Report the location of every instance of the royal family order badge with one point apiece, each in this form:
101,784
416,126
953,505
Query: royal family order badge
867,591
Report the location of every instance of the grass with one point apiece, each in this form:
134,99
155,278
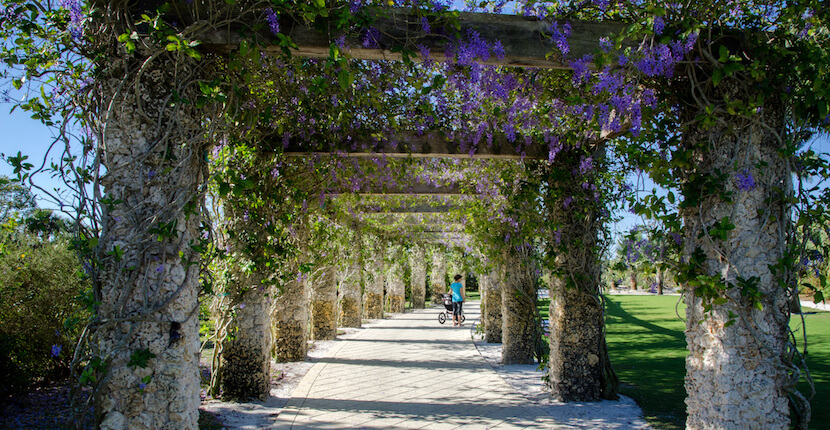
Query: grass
648,350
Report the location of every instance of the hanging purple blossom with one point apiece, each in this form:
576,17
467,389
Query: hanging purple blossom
371,38
273,21
659,25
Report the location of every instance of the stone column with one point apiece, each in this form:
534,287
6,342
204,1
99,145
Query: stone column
289,320
518,295
395,288
491,292
373,297
578,366
351,295
737,367
437,278
147,268
323,304
419,276
244,352
246,357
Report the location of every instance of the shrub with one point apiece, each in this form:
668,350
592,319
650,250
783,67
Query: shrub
39,283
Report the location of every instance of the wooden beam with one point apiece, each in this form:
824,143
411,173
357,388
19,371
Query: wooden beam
410,144
523,39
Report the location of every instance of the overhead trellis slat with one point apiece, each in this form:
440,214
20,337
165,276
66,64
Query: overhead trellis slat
523,39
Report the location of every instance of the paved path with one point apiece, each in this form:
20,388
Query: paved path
409,372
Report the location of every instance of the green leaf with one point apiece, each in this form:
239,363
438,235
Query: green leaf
140,358
717,76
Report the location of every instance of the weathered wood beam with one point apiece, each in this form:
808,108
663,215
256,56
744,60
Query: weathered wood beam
523,39
411,144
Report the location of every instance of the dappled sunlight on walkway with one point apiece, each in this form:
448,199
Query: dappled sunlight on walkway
409,372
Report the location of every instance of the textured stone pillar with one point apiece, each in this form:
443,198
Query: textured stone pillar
323,304
351,295
419,277
373,297
395,288
244,352
736,370
149,273
491,293
246,357
578,366
289,321
437,278
518,296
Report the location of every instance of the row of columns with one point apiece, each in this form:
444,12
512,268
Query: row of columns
149,280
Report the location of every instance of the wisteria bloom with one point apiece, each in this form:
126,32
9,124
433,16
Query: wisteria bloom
273,21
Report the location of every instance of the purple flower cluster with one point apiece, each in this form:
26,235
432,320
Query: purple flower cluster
371,38
559,37
76,17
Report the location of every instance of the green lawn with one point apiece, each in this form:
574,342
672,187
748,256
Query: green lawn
648,349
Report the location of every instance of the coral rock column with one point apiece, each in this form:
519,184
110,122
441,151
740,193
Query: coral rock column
351,295
373,297
579,368
246,358
289,320
518,296
492,307
419,276
396,289
323,304
439,272
149,273
737,367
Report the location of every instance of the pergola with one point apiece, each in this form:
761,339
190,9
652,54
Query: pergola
727,367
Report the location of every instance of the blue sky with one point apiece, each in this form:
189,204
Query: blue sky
18,132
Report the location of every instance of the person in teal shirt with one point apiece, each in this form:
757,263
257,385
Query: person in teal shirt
457,300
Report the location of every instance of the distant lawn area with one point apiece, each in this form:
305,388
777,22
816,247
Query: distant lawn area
648,351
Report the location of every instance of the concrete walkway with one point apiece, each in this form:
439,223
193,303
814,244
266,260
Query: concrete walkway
409,372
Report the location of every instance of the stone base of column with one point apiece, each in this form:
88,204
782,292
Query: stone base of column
323,326
373,305
290,341
350,312
492,317
397,304
246,372
418,299
576,336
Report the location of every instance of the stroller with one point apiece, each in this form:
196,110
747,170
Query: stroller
446,298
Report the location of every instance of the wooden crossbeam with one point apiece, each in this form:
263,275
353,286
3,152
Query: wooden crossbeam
524,39
427,145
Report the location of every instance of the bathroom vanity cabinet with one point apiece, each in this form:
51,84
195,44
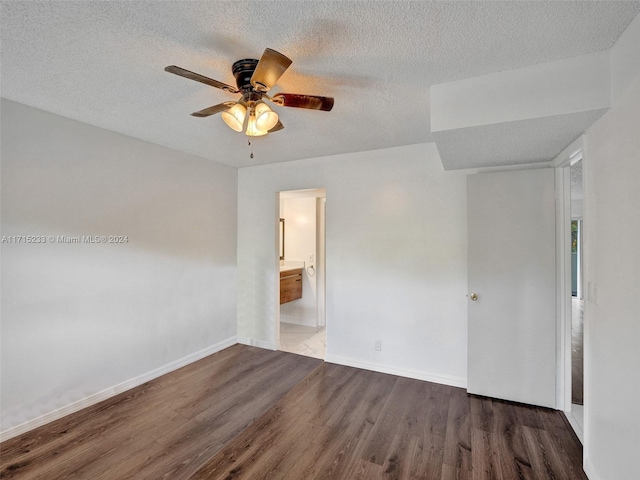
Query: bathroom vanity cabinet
290,285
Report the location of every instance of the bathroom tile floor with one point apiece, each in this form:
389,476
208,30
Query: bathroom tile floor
303,340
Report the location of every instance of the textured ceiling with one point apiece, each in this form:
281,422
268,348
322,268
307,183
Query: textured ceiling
102,63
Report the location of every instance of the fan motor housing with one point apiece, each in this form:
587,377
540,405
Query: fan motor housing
243,71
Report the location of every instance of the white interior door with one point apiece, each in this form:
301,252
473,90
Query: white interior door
512,327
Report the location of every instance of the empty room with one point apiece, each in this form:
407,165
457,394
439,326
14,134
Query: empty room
330,239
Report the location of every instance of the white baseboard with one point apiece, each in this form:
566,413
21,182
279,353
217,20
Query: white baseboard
115,390
252,342
575,424
587,466
376,367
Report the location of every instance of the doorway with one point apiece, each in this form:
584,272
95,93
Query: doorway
577,301
301,318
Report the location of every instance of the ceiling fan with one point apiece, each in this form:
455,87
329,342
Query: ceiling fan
254,79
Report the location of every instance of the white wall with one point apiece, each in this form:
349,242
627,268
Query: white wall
82,321
300,246
396,246
612,273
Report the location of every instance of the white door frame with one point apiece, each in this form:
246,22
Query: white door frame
571,155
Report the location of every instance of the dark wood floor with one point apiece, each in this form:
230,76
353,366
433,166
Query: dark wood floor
247,413
577,351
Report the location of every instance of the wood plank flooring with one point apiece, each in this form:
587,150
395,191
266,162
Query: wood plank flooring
247,413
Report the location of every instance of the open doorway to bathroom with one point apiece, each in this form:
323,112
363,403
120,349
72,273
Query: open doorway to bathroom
301,319
577,300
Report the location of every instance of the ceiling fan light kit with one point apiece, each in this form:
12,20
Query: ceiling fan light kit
254,78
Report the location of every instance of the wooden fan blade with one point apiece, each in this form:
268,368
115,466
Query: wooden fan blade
200,78
270,68
278,126
221,107
312,102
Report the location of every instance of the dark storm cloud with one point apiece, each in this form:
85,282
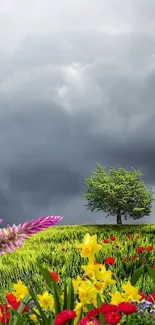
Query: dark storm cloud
68,99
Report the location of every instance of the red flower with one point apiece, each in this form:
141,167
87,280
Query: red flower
142,295
151,297
110,260
106,241
127,308
10,297
85,321
5,314
149,248
55,276
93,313
113,238
14,303
140,249
64,317
97,263
112,318
107,308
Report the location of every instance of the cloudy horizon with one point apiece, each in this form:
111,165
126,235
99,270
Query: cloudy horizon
76,86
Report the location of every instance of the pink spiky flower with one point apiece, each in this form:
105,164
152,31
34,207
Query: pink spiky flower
14,237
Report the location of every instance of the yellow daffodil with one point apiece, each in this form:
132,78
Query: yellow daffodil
21,290
34,317
131,292
76,283
106,277
116,298
89,247
46,301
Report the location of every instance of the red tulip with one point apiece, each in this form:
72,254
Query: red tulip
110,260
140,249
149,248
113,238
106,241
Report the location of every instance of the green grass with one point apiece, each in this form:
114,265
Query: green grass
45,248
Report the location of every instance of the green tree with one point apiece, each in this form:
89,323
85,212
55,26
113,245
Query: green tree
118,192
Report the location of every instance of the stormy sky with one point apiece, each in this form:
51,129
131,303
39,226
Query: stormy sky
77,85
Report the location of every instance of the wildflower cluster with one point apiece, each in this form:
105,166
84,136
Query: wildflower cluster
97,298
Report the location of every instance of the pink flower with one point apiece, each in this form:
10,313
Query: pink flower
14,237
64,317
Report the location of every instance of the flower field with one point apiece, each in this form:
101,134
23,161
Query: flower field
124,248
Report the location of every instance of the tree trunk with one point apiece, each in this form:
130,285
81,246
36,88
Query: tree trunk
119,220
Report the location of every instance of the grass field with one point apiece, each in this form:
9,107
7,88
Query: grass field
55,248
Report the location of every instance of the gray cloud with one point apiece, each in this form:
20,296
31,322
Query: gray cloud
70,96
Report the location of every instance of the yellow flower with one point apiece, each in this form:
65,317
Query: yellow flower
89,247
46,301
76,282
34,317
107,277
99,286
21,290
131,292
87,292
90,269
116,298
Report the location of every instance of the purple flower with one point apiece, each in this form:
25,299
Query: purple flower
14,237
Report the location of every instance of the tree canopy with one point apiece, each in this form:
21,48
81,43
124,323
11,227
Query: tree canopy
118,192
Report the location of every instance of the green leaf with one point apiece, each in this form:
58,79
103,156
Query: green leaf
49,279
53,287
151,272
70,298
65,296
78,318
19,311
44,318
57,303
137,275
99,304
──────
• **Your instructions**:
Print the line containing "Report the location of every instance of the stormy" and every line after it to the end of the records above, exactly as written, and nothing else.

• **Reply to the exercise**:
Report the location of every instance of the stormy sky with one point apiece, each in this form:
51,129
131,303
39,226
Query: stormy sky
77,85
Report the location of every instance of the wildflower cluster with one point apiece, each in this form:
105,166
84,136
Query: wildflower cluster
97,298
Report the location of every instance of the pink flower with one point apiece, each in this form:
10,313
Query: pink flower
14,237
64,317
Report the location of every instance of the flower field with one point apiece, each in this form:
101,134
23,161
Query: flower field
124,248
Report the location of every instance of the tree trunk with one point apiece, each in this form:
130,285
81,246
36,88
Query: tree trunk
119,220
Report the location of every instance of the grass field with one point apiece, each in this form:
9,107
7,88
Query: grass field
55,248
Report the location of every instance of the gray cloud with one point apiece, each in this form:
20,296
31,322
Query: gray cloud
70,96
Report the location of every instance of the yellow flower with one point apiece, each in this form:
65,317
Query: yellow flower
89,247
46,301
76,282
34,317
107,277
99,286
21,290
131,292
87,292
90,269
116,298
Report the location of every instance of the purple flower with one point apiece, each in this form:
25,299
Query: purple flower
14,237
Report the location of every instance of the tree canopy with one point apiece, each in this form:
21,48
81,43
124,323
11,227
Query: tree canopy
118,192
Report the location of every instance of the green leaf with one point apiece, each in this form:
58,79
103,156
Query: green leaf
49,279
53,287
151,272
70,298
65,296
78,318
19,311
44,318
57,303
137,275
99,304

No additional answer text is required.